Supplied passage |

So if by “given P(negative) there is a low probability that I am more productive with TDD” I mean that, given everything I know, I am likely not more productive, I have made a confusion. We can’t conclude anything about empirical studies like this without looking at our background beliefs and past experience. Wilson (and those like him) should rest easy. We need more than just empirical research to show that we ourselves are not more productive with TDD.
It is very easy to confuse the statistical effect a study has found with a personal conclusion. There are of course times when it makes sense to apply results from studies to ourselves. But these cases depend on our background knowledge. A study might find a difference in performance on a test from an amount of sleep. If we know of no relevant facts that would make us think we would do any better or worse, we might tentatively conclude that we would probably do the same. But the procedure here is the same, we must check our background beliefs.
Now I fear what I just said will be misunderstood. Imagine this, someone does an empirical study on only me. They measure my productivity in a way I agree is a good measure, their procedures are solid, and everything is up to my standards. Imagine now that they find that I am not more productive with TDD. Is what I just said above license to ignore the finding? Of course not. The point is that we can’t go from a statistical case to a personal conclusion, not that empirical evidence has no bearing.
Perhaps instead of a change in belief, we find a change in behavior around advocacy. If we find that P(negative) is true, perhaps we shouldn’t advocate for people to practice TDD. But why exactly think that? Perhaps our advocacy was based on the belief that P(positive) was true. If so, then it would definitely make sense to rethink our behaviors. But that seems unlikely as we will explore more in a bit. Absent that, has P(negative) given us any reason to abandon our advocacy? Well no. We can clearly advocate for things that we don’t believe increase these metrics. Perhaps we simply enjoy TDD. Isn’t that enough for advocacy?
But even if it doesn’t obligate us to no longer advocate for TDD, shouldn’t P(negative) lower the intensity of our advocacy? Should we be as strident in our advocacy of TDD? Well, that depends. Was our prior level of intensity determined in a substantial way by a belief that P(positive) was true? If so, then yes, it seems we should lower our level of intensity. But absent that, why think so? It is hard to see a reason why.
If our advocacy behavior needn’t change, maybe all that has changed is our relation to the proposition. Imagine before reading the research we believed that P(positive) and after reading the research we find that in fact, we were right, the research shows that P(positive) is true. The suggestion made by some advocates of empirical software methodology is now we have gained something. Before we just “believed” that P(positive) was true, now, we “know” that P(positive) is true. Now our actions can be based on knowledge rather than “opinions” or “superstition”.

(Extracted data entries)
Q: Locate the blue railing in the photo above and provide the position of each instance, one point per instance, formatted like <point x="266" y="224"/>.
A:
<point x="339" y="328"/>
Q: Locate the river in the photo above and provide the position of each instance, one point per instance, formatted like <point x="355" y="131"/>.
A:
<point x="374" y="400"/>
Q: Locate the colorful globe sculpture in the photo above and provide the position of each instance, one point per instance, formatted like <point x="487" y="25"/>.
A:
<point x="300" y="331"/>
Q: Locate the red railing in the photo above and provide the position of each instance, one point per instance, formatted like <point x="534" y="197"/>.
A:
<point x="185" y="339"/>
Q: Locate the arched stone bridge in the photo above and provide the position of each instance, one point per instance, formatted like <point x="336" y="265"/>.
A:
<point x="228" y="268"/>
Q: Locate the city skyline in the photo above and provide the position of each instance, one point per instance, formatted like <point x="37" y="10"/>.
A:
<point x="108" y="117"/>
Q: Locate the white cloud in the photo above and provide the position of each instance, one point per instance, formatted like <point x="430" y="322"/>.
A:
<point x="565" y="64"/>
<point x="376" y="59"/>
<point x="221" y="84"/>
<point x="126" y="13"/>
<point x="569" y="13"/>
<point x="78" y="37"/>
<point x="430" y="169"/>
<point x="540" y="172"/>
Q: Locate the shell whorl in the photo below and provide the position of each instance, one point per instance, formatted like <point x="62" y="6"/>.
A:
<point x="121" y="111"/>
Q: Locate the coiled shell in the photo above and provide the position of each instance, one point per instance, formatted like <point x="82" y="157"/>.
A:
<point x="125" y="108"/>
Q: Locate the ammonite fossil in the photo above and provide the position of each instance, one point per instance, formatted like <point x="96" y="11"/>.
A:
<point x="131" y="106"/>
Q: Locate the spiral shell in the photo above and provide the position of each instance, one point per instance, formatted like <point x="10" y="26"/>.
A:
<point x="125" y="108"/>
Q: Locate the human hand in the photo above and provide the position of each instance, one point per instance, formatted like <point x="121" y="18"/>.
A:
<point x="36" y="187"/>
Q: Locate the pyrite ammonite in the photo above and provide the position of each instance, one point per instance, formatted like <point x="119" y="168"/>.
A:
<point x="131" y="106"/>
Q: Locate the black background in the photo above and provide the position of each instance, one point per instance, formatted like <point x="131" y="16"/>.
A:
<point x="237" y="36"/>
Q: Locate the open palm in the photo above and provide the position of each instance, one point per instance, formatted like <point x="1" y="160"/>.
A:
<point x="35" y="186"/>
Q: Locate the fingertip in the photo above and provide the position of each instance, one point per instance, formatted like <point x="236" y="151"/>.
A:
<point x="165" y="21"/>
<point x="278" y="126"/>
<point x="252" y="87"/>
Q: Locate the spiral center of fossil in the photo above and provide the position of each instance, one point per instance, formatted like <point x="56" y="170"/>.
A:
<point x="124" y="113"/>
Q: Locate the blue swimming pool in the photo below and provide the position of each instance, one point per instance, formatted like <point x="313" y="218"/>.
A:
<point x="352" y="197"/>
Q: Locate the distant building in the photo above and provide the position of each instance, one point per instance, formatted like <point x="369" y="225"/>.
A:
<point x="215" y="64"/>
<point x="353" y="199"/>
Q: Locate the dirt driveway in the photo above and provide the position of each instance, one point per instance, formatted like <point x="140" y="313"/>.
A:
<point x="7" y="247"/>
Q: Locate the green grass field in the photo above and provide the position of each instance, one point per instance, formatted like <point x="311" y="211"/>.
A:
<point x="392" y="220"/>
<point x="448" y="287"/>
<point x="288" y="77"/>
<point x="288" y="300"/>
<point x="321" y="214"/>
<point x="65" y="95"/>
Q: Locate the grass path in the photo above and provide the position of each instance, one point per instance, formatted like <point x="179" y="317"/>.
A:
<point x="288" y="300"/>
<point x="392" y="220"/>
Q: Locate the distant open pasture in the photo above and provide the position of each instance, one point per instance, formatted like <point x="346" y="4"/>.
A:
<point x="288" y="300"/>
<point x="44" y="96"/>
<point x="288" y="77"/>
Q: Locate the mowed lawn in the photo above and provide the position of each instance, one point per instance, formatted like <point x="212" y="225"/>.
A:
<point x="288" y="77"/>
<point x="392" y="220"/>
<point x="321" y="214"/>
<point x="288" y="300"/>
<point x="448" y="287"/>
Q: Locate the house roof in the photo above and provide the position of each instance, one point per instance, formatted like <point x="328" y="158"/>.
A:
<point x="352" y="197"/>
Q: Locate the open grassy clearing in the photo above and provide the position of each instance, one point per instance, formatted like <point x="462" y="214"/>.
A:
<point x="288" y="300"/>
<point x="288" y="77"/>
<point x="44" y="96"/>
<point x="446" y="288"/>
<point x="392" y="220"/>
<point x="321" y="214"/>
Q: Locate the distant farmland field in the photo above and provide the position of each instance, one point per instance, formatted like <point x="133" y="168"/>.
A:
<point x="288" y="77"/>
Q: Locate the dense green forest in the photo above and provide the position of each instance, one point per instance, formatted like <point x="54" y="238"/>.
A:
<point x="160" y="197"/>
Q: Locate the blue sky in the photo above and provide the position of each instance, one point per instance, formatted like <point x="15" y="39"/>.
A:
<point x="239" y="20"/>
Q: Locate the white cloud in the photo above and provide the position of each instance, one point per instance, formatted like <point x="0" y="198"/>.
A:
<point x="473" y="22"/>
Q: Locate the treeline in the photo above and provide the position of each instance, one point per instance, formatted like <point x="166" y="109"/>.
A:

Aim of the task |
Reproduce the passage on TDD and empirical studies word for word, between "Perhaps instead of" and "enough for advocacy?", inclusive.

Solution to this task |
Perhaps instead of a change in belief, we find a change in behavior around advocacy. If we find that P(negative) is true, perhaps we shouldn’t advocate for people to practice TDD. But why exactly think that? Perhaps our advocacy was based on the belief that P(positive) was true. If so, then it would definitely make sense to rethink our behaviors. But that seems unlikely as we will explore more in a bit. Absent that, has P(negative) given us any reason to abandon our advocacy? Well no. We can clearly advocate for things that we don’t believe increase these metrics. Perhaps we simply enjoy TDD. Isn’t that enough for advocacy?